- WHAT IS ASKED
- a) Retype the post on selling to Chapter 11 clients, starting with "Several of my" and going on through "their filing, right?".
- b) Give each distinct number written in digits in the post on selling to Chapter 11 clients, listing each one once.
- c) Render this sentence from the post on selling to Chapter 11 clients in Spanish: "Continuing to sell companies post-petition is tempting and seemingly logical."
-------- EXCERPT TO READ --------
Tips on selling to clients in Chapter 11 protection

Posted February 22, 2017

 

By Larz Soper

 

Several of my recent blogs discussed the actual and potential business failures of retail chains and the apparent consensus projections that this trend will continue through 2017. As bankruptcies become more prevalent, more and more companies will be facing the decision as to whether to continue selling to customers that have filed for Chapter 11 protection.

 

Continuing to sell companies post-petition is tempting and seemingly logical. If you continue selling your customers while they restructure, you can profit while at a minimal risk as payments have been approved by the trustee. If the restructuring is successful, those customers to which you showed your commitment and loyalty will remember when they emerge from Chapter 11 as more streamlined and financially stable company, at which time you can make up for the losses you took from their filing, right?
-------- EXTRACTED INFORMATION --------
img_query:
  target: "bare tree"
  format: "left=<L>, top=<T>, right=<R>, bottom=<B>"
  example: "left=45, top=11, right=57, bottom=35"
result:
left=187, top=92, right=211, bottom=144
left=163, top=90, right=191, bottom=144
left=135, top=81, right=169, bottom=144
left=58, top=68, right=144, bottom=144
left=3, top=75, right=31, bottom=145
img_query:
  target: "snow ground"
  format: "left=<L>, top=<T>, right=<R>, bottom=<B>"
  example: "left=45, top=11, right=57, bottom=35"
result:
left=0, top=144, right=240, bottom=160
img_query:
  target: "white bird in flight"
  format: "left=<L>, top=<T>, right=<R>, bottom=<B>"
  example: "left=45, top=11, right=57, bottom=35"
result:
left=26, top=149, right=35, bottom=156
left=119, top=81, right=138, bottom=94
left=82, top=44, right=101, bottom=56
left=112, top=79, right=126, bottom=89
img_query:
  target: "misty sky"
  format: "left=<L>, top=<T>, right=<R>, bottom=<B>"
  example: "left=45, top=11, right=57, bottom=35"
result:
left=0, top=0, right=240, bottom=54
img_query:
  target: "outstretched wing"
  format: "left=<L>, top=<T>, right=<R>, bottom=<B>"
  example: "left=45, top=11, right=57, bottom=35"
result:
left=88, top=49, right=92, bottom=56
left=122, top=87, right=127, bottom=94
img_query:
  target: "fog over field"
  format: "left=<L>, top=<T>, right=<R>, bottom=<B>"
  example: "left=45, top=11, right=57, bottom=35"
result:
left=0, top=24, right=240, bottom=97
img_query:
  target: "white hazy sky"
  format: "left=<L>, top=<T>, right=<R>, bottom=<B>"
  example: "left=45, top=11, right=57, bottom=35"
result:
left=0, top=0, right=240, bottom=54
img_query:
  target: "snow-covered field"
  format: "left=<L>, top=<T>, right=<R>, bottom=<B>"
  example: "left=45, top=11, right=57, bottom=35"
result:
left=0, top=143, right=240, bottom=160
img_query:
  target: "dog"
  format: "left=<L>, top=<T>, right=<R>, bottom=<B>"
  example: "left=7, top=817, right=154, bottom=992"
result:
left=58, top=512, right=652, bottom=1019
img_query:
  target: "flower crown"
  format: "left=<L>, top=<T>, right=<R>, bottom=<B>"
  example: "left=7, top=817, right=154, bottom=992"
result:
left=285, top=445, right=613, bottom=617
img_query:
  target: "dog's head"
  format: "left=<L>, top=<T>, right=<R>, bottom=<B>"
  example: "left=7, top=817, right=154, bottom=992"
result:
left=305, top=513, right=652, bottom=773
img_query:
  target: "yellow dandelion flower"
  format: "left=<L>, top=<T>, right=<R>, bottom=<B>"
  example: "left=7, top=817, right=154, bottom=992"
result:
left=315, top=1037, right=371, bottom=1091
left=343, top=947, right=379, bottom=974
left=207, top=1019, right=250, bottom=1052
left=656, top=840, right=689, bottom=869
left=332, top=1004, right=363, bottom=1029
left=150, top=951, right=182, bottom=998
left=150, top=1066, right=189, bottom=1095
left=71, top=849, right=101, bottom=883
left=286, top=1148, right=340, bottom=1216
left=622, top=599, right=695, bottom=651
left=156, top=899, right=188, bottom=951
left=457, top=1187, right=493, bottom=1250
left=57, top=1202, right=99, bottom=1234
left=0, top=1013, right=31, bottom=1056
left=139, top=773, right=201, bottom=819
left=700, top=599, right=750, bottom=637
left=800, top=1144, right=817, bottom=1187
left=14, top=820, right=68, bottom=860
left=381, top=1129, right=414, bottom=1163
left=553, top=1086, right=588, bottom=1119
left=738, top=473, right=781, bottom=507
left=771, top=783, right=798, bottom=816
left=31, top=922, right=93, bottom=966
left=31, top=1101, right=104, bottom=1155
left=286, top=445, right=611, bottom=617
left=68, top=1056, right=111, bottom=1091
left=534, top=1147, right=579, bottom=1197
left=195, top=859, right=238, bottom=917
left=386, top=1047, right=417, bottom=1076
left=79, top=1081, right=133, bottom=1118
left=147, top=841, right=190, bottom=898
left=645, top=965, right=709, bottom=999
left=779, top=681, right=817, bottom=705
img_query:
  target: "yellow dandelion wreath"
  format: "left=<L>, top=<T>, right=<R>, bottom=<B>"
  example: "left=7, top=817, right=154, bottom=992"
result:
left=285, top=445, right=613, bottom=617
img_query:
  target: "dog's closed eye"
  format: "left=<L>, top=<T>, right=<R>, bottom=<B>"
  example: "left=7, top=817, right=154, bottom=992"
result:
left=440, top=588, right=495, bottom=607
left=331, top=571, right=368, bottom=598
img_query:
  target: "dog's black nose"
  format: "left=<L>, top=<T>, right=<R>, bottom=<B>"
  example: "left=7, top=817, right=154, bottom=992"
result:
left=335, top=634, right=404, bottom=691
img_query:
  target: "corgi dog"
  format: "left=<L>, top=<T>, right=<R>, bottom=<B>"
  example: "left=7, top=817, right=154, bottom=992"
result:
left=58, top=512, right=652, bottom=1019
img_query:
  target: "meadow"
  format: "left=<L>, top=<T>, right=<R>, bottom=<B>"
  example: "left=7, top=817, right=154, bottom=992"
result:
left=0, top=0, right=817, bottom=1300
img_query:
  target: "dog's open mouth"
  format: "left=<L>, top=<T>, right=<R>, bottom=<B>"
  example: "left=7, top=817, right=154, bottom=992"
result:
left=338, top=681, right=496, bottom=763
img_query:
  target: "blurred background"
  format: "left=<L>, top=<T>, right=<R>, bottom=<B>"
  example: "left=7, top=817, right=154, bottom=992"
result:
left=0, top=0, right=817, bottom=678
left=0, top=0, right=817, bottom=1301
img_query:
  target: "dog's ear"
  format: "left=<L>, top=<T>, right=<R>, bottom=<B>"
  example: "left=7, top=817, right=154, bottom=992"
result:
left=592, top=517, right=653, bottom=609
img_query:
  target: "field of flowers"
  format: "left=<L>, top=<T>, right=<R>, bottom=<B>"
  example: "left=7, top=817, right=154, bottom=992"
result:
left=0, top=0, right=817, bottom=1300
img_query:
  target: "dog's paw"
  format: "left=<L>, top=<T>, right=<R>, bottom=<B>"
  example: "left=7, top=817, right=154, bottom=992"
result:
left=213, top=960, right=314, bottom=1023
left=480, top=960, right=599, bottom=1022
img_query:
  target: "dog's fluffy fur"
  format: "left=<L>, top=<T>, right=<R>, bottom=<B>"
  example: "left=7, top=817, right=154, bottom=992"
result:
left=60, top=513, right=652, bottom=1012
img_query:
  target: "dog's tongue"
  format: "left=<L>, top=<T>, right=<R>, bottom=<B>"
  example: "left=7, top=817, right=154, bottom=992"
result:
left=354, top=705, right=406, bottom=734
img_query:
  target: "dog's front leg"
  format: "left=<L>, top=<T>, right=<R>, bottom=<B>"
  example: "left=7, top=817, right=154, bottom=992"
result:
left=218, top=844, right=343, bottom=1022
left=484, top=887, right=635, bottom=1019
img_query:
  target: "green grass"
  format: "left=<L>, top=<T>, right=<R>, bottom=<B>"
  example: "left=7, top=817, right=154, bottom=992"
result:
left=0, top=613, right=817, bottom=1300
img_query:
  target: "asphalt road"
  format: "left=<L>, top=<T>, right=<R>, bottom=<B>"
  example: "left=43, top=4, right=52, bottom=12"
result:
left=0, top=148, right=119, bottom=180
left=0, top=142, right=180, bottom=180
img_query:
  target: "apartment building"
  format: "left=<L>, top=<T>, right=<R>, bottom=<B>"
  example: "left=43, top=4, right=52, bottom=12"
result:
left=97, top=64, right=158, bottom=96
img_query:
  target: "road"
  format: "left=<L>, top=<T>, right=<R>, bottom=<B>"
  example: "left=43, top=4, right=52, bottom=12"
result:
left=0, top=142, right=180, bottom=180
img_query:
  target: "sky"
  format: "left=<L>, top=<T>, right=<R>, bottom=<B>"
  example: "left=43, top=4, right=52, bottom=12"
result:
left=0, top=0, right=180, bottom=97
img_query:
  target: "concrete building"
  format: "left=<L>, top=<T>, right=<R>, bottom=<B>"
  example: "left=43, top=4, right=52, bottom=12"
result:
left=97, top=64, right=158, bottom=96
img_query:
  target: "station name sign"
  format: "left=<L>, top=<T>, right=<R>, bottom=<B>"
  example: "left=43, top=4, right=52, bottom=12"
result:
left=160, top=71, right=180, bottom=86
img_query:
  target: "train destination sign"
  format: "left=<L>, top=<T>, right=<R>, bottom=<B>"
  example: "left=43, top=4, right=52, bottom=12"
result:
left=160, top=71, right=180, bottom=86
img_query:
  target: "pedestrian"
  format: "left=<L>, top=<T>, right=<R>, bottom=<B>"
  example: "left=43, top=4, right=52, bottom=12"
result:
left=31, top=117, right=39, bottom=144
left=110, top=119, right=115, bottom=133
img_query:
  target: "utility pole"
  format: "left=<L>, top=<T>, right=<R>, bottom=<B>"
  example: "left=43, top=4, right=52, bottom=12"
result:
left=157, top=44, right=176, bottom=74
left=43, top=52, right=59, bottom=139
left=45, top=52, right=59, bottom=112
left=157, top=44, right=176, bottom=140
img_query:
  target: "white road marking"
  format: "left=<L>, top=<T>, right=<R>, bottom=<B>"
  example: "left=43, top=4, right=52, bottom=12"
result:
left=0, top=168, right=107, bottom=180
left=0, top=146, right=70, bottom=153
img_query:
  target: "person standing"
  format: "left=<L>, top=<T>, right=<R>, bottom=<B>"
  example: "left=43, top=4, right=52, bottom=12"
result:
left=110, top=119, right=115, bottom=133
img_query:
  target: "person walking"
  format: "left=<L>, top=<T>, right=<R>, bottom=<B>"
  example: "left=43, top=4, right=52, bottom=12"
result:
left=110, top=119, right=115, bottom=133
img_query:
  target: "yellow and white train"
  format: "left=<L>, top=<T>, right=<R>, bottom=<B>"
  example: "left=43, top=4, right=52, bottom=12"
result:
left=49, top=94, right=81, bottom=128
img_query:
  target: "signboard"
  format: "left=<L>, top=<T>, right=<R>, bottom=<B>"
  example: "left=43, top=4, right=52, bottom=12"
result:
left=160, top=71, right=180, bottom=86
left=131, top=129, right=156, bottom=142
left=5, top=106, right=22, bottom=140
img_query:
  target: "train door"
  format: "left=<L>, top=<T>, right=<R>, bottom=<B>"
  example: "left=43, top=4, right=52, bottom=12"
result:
--------
- FINAL RESULTS
- a)
Several of my recent blogs discussed the actual and potential business failures of retail chains and the apparent consensus projections that this trend will continue through 2017. As bankruptcies become more prevalent, more and more companies will be facing the decision as to whether to continue selling to customers that have filed for Chapter 11 protection.

 

Continuing to sell companies post-petition is tempting and seemingly logical. If you continue selling your customers while they restructure, you can profit while at a minimal risk as payments have been approved by the trustee. If the restructuring is successful, those customers to which you showed your commitment and loyalty will remember when they emerge from Chapter 11 as more streamlined and financially stable company, at which time you can make up for the losses you took from their filing, right?

- b) 11, 22, 2017

- c) Seguir vendiendo a empresas después de la presentación de la solicitud es tentador y aparentemente lógico.